> [Aim]
Each entry below should be reproduced character for character.

> [Data lines]
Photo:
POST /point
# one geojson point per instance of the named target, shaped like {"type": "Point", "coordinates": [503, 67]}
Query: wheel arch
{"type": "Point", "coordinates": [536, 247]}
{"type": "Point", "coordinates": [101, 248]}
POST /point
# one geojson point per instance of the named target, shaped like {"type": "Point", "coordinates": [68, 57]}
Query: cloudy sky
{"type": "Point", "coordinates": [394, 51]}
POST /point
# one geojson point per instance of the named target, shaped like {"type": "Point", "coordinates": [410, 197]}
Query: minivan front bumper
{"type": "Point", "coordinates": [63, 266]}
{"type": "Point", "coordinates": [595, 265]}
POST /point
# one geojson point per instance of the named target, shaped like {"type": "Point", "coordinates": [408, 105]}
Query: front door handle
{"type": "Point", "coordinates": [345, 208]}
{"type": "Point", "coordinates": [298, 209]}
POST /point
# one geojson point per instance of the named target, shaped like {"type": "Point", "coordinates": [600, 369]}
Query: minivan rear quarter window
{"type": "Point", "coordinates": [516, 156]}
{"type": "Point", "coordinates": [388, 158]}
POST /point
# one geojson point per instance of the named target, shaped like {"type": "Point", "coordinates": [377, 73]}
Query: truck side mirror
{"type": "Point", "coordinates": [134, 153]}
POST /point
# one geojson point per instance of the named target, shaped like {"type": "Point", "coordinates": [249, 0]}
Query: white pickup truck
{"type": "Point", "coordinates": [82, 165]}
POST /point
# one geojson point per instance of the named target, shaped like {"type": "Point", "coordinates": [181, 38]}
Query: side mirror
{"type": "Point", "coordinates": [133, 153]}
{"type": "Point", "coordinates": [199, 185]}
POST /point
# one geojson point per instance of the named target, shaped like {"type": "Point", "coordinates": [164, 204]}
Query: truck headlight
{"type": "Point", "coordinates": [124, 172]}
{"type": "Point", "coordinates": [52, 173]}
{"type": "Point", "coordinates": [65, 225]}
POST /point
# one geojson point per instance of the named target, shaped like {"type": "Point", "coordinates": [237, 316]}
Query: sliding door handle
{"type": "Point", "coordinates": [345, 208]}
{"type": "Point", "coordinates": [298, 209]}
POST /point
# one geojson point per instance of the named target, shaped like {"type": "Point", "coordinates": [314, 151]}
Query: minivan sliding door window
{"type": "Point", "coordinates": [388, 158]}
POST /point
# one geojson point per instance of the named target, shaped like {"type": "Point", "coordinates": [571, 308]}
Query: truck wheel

> [Response for this exercise]
Photo:
POST /point
# one geojson point per instance of the named target, shaped like {"type": "Point", "coordinates": [503, 67]}
Query: wheel arch
{"type": "Point", "coordinates": [536, 247]}
{"type": "Point", "coordinates": [101, 248]}
POST /point
# one geojson point per instance of the named target, shaped like {"type": "Point", "coordinates": [68, 57]}
Query: cloudy sky
{"type": "Point", "coordinates": [394, 51]}
POST /point
# one geojson point per instance of the named target, shaped like {"type": "Point", "coordinates": [410, 197]}
Query: minivan front bumper
{"type": "Point", "coordinates": [63, 266]}
{"type": "Point", "coordinates": [595, 265]}
POST /point
# one geojson point per instance of the named target, shaped like {"type": "Point", "coordinates": [408, 105]}
Query: front door handle
{"type": "Point", "coordinates": [345, 208]}
{"type": "Point", "coordinates": [298, 209]}
POST /point
# one geojson point per instance of the named target, shaped like {"type": "Point", "coordinates": [600, 369]}
Query: minivan rear quarter window
{"type": "Point", "coordinates": [516, 156]}
{"type": "Point", "coordinates": [388, 158]}
POST /point
# one geojson point per instance of the named target, shaped like {"type": "Point", "coordinates": [377, 73]}
Query: truck side mirror
{"type": "Point", "coordinates": [134, 153]}
POST /point
# one geojson point per instance of the named target, shaped like {"type": "Point", "coordinates": [249, 0]}
Query: white pickup truck
{"type": "Point", "coordinates": [82, 165]}
POST /point
# one geojson point per instance of the named target, shaped like {"type": "Point", "coordinates": [181, 38]}
Query: side mirror
{"type": "Point", "coordinates": [133, 153]}
{"type": "Point", "coordinates": [199, 185]}
POST /point
# one geojson point per instance of the named target, shaped like {"type": "Point", "coordinates": [164, 204]}
Query: truck headlight
{"type": "Point", "coordinates": [124, 172]}
{"type": "Point", "coordinates": [52, 173]}
{"type": "Point", "coordinates": [65, 225]}
POST /point
# one geojson point per instance of the named target, shaped like {"type": "Point", "coordinates": [237, 316]}
Query: sliding door handle
{"type": "Point", "coordinates": [345, 208]}
{"type": "Point", "coordinates": [298, 209]}
POST /point
# one geojson point per instance of the named target, shaped like {"type": "Point", "coordinates": [314, 151]}
Query: minivan sliding door window
{"type": "Point", "coordinates": [388, 158]}
POST /point
# one geojson point per instance of the named target, shaped like {"type": "Point", "coordinates": [571, 308]}
Query: truck wheel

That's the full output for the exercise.